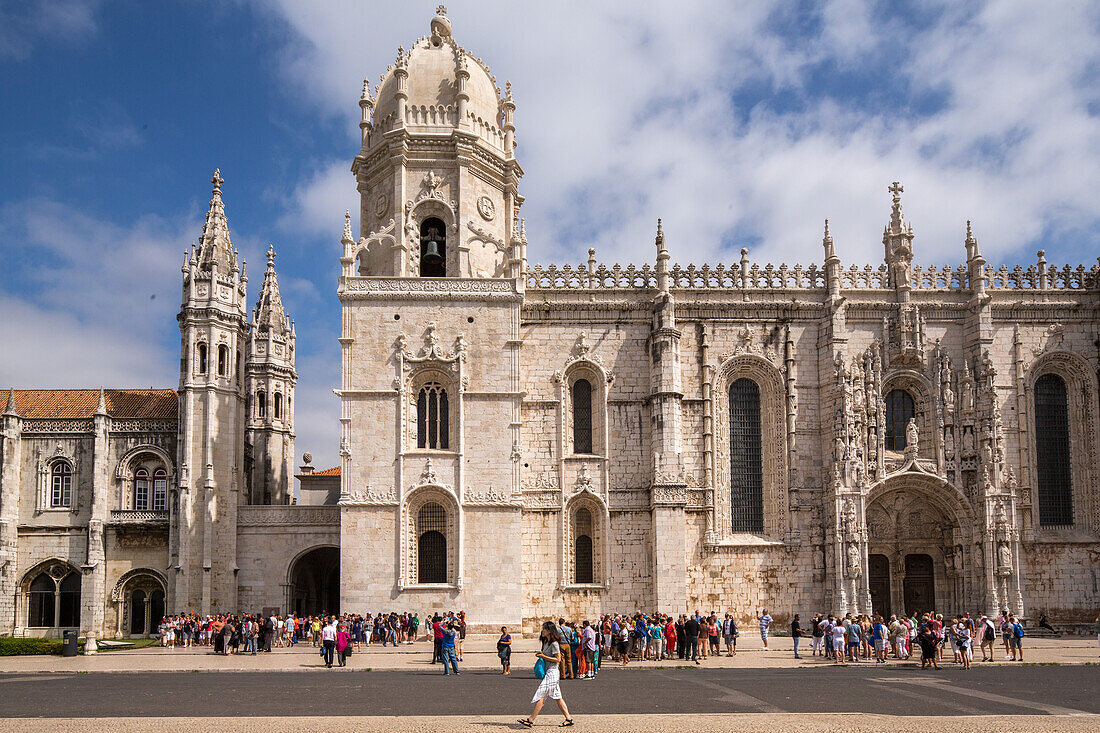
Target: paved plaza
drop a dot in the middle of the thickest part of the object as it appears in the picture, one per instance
(397, 689)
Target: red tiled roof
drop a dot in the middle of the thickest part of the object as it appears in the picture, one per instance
(331, 471)
(80, 404)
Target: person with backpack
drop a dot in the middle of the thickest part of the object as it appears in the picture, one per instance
(550, 687)
(1018, 637)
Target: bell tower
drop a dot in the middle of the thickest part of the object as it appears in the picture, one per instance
(270, 380)
(212, 327)
(437, 171)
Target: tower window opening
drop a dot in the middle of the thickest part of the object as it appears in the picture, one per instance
(432, 248)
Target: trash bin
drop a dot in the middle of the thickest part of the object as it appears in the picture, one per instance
(68, 646)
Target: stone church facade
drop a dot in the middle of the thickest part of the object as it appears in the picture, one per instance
(526, 441)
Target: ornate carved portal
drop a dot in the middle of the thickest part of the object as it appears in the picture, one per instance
(922, 550)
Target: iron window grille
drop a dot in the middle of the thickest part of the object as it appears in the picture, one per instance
(746, 466)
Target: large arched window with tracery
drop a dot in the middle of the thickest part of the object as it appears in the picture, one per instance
(900, 409)
(61, 484)
(582, 547)
(431, 544)
(746, 458)
(582, 416)
(432, 417)
(1052, 439)
(141, 490)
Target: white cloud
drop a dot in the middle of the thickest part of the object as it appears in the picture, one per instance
(23, 24)
(630, 112)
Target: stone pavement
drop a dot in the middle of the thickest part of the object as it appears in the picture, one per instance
(480, 654)
(740, 723)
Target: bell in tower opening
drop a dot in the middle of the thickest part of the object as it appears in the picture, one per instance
(432, 248)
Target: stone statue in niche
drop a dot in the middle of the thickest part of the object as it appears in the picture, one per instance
(855, 567)
(911, 435)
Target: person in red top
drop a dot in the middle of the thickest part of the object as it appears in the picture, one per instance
(670, 636)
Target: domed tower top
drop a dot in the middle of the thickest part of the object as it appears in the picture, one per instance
(437, 172)
(439, 84)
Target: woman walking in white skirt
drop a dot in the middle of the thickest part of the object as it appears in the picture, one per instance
(549, 686)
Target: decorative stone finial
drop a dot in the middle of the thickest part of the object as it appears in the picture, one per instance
(440, 24)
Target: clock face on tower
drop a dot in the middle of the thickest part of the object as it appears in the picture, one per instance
(485, 208)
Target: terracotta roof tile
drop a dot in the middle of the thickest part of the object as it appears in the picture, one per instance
(331, 471)
(80, 404)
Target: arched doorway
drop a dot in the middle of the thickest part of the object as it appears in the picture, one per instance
(920, 588)
(315, 582)
(138, 613)
(879, 579)
(921, 553)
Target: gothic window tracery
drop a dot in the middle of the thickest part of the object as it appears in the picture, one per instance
(582, 416)
(1052, 438)
(900, 409)
(61, 484)
(53, 597)
(432, 417)
(746, 466)
(431, 544)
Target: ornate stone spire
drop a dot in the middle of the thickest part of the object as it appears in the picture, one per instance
(827, 243)
(268, 314)
(347, 238)
(215, 244)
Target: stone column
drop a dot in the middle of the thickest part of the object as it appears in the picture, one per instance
(10, 461)
(94, 584)
(669, 488)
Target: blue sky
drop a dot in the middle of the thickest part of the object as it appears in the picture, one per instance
(740, 123)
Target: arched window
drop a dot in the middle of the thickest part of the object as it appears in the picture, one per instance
(155, 609)
(41, 601)
(582, 416)
(138, 612)
(582, 547)
(61, 494)
(746, 462)
(432, 417)
(432, 248)
(68, 611)
(1052, 439)
(160, 490)
(141, 490)
(900, 411)
(431, 544)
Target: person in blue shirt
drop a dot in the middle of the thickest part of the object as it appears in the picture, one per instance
(448, 647)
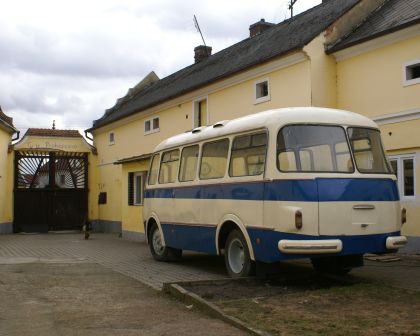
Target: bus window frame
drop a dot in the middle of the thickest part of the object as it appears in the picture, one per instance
(390, 171)
(229, 139)
(249, 133)
(198, 144)
(161, 162)
(298, 164)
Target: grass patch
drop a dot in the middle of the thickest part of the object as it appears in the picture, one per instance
(360, 309)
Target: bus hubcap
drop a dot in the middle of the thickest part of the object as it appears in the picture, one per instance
(236, 256)
(157, 242)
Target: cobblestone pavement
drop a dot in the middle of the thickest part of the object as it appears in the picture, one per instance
(129, 258)
(134, 259)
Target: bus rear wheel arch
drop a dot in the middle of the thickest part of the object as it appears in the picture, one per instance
(237, 257)
(159, 251)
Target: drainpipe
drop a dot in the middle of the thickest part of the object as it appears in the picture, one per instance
(87, 136)
(17, 136)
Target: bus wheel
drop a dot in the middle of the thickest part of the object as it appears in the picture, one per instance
(160, 252)
(237, 259)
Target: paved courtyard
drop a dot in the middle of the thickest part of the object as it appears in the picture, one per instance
(129, 258)
(134, 259)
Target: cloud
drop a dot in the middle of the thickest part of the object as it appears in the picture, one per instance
(69, 61)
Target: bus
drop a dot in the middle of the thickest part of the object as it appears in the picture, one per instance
(276, 185)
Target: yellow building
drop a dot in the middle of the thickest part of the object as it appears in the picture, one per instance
(6, 176)
(378, 75)
(277, 66)
(359, 55)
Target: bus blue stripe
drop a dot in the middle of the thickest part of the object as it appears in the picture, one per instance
(202, 239)
(320, 189)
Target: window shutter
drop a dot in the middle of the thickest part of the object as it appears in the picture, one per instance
(130, 188)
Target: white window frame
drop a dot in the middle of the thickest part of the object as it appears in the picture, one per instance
(135, 189)
(264, 98)
(195, 111)
(111, 138)
(152, 129)
(400, 177)
(408, 82)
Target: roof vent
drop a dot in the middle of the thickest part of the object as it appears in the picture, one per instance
(201, 52)
(259, 27)
(220, 123)
(198, 129)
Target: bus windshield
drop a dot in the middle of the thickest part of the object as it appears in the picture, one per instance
(368, 151)
(313, 148)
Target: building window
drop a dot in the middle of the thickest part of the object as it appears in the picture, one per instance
(405, 170)
(200, 115)
(136, 188)
(151, 125)
(169, 166)
(154, 168)
(411, 72)
(262, 91)
(111, 138)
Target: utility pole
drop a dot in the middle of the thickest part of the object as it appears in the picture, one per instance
(291, 4)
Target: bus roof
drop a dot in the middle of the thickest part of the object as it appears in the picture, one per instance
(268, 119)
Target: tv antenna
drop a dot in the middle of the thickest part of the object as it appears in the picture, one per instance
(197, 26)
(291, 4)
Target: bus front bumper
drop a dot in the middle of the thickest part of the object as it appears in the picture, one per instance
(326, 246)
(310, 246)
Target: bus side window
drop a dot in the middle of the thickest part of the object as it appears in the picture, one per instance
(189, 159)
(214, 159)
(169, 166)
(154, 167)
(248, 155)
(287, 161)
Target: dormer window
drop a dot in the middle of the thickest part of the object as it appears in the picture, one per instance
(151, 125)
(262, 91)
(111, 138)
(411, 73)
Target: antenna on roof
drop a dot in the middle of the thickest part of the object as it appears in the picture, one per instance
(291, 4)
(197, 26)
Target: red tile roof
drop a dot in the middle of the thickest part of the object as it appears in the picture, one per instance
(53, 133)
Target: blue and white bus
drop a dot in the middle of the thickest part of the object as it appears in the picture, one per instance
(276, 185)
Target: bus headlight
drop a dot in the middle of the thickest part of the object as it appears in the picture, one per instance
(403, 216)
(298, 220)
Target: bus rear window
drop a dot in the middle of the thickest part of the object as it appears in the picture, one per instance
(313, 148)
(368, 151)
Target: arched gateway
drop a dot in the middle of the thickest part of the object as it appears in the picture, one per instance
(51, 181)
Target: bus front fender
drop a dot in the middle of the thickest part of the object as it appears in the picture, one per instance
(230, 218)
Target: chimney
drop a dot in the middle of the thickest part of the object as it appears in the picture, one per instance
(201, 52)
(259, 27)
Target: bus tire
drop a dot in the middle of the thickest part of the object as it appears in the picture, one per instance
(158, 251)
(237, 258)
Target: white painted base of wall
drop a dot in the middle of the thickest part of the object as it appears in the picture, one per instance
(134, 236)
(413, 245)
(6, 228)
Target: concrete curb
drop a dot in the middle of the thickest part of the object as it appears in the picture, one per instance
(188, 297)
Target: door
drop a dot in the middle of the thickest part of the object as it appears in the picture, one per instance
(50, 191)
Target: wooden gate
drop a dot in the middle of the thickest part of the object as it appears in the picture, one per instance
(50, 192)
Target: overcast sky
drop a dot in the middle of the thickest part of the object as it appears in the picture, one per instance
(70, 60)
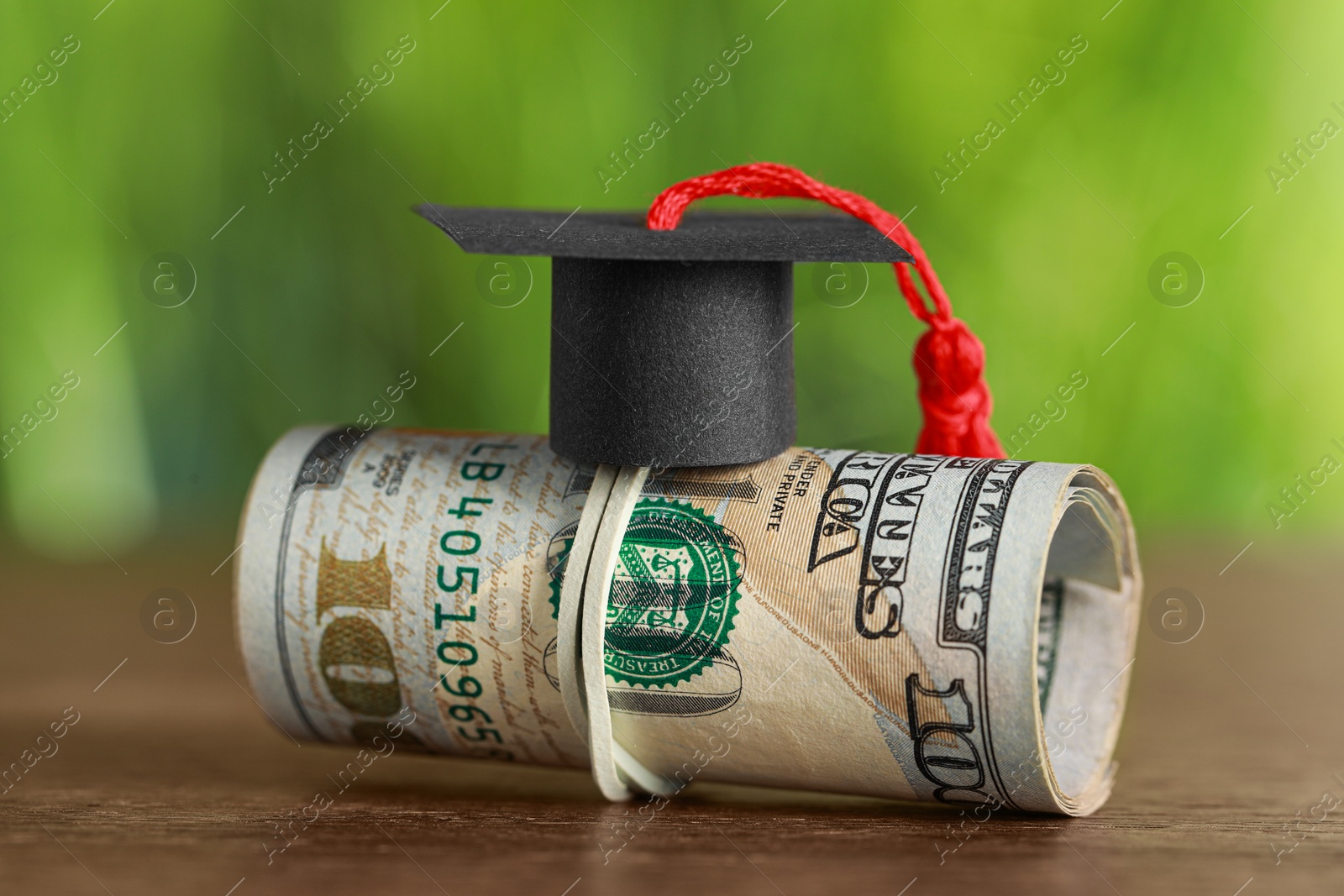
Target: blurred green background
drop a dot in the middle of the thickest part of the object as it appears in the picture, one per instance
(313, 293)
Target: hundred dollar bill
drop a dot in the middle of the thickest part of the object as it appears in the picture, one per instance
(893, 625)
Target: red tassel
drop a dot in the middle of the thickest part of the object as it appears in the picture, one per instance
(949, 360)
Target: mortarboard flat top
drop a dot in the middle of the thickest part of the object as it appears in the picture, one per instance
(672, 347)
(699, 237)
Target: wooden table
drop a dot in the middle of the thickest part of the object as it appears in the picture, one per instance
(172, 777)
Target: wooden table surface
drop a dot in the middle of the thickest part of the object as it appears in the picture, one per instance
(172, 778)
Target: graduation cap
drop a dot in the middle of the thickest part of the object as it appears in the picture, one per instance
(675, 347)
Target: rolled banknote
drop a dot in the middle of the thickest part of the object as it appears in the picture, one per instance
(891, 625)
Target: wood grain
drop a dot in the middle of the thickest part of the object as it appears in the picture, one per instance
(172, 777)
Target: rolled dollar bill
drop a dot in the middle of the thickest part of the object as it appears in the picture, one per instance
(891, 625)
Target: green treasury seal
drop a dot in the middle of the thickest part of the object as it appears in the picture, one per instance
(674, 593)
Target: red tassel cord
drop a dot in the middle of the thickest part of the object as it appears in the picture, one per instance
(949, 360)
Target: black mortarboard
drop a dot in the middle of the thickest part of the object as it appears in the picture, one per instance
(672, 347)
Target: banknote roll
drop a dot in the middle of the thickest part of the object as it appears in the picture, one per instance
(891, 625)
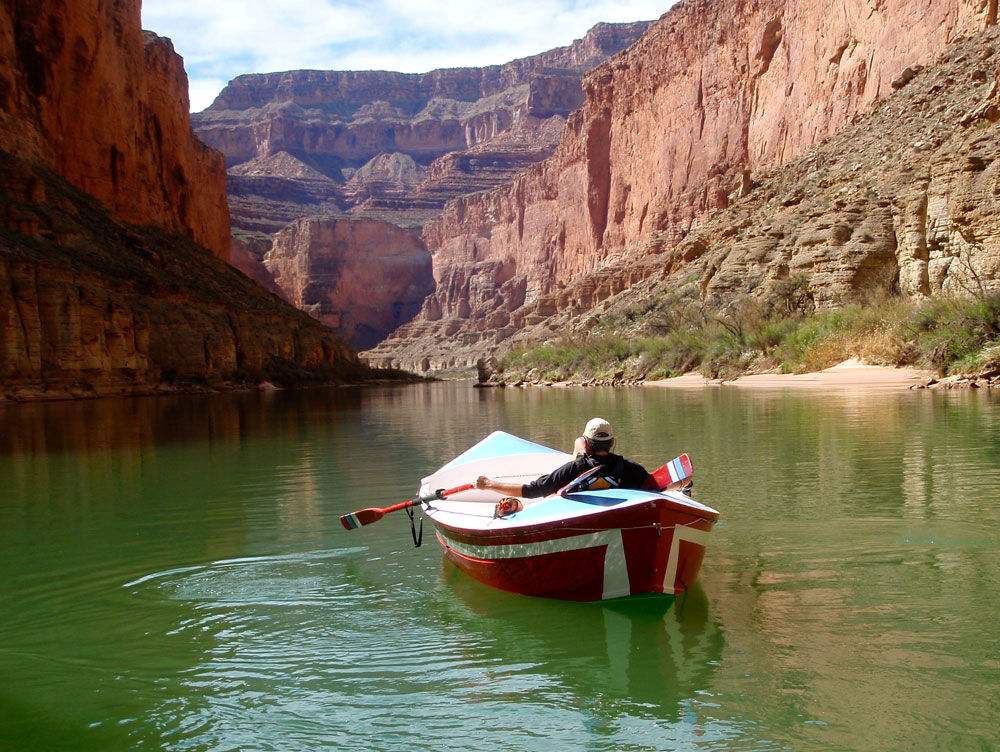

▬▬▬▬▬▬▬▬▬▬

> [TASK PROMPT] From the entries above, show each line that includes the string "person".

> [ANSWER]
Target: person with backpack
Target: person in red top
Target: person in blue shirt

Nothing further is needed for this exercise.